Direction 1:
What throughput does the FPGA accelerator page report, and at what clock frequency?
Direction 2:
Retype the stretch of the FPGA accelerator page from "- On-Chip Buffer" through "loss on ResNet-50.".
Direction 3:
Does the FPGA accelerator page support each statement below? Answer yes or no for each, and quote the words that decide it.
(a) The control processor is a RISC-V core.
(b) The UVM testbench turned out smaller than the RTL.
(c) The compiler maps PyTorch models to the hardware instruction set.

FPGA ML Accelerator
A custom hardware accelerator for convolutional neural network inference on Xilinx Ultrascale+ FPGAs.
Overview
A high-performance CNN inference accelerator targeting Xilinx Ultrascale+ FPGAs. The design achieves 2.4 TOPS at 200 MHz, enabling real-time image classification at the edge without a GPU.
Problem
Deploying deep learning models at the edge is constrained by power budgets and latency requirements. GPUs are power-hungry and CPUs are too slow for real-time inference. FPGAs offer a middle ground — programmable hardware that can be tuned for specific workloads.
The challenge: designing an accelerator that is both fast enough for real-time inference and flexible enough to support multiple CNN architectures without re-synthesis.
Solution
The accelerator uses a systolic array architecture with configurable dataflow:
- Compute Core — 16×16 systolic array of multiply-accumulate (MAC) units operating in INT8 precision.
- On-Chip Buffer — Dual-port BRAM-based buffer with prefetching to hide memory latency.
- DMA Engine — Custom AXI4-Stream DMA controller for efficient data movement between DDR4 and the compute fabric.
- Control Processor — Lightweight RISC-V core for layer sequencing and configuration.
Architecture
The design is parameterized in SystemVerilog, allowing synthesis-time configuration of:
- Array dimensions (8×8, 16×16, 32×32)
- Precision (INT4, INT8, FP16)
- Buffer depth and tiling strategy
A Python-based compiler maps TensorFlow Lite models to the hardware instruction set.
Key Learnings
- Quantization is critical. Moving from FP32 to INT8 reduced compute area by 4× with < 1% accuracy loss on ResNet-50.
- Memory bandwidth is the bottleneck. Even with on-chip buffering, DDR4 bandwidth limits throughput for large models. Careful tiling and data reuse are essential.
- Verification takes longer than design. The UVM testbench ended up being 3× the size of the RTL itself.
Tech Stack
- SystemVerilog, Xilinx Vivado 2023.2
- UVM for verification
- Python (TensorFlow Lite, model compiler)
- AXI4/AXI4-Stream interfaces
- Xilinx Alveo U250 development board

Collected data:
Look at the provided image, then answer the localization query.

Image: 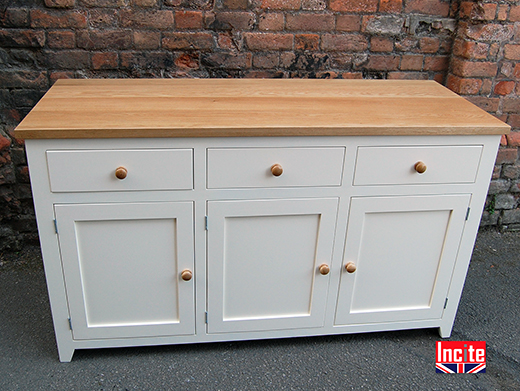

Exercise result 1:
2.4 TOPS at 200 MHz.

Exercise result 2:
- On-Chip Buffer — Dual-port BRAM-based buffer with prefetching to hide memory latency.
- DMA Engine — Custom AXI4-Stream DMA controller for efficient data movement between DDR4 and the compute fabric.
- Control Processor — Lightweight RISC-V core for layer sequencing and configuration.
Architecture
The design is parameterized in SystemVerilog, allowing synthesis-time configuration of:
- Array dimensions (8×8, 16×16, 32×32)
- Precision (INT4, INT8, FP16)
- Buffer depth and tiling strategy
A Python-based compiler maps TensorFlow Lite models to the hardware instruction set.
Key Learnings
- Quantization is critical. Moving from FP32 to INT8 reduced compute area by 4× with < 1% accuracy loss on ResNet-50.

Exercise result 3:
(a) Yes: "Lightweight RISC-V core for layer sequencing and configuration."
(b) No: "The UVM testbench ended up being 3× the size of the RTL itself."
(c) No: "A Python-based compiler maps TensorFlow Lite models to the hardware instruction set."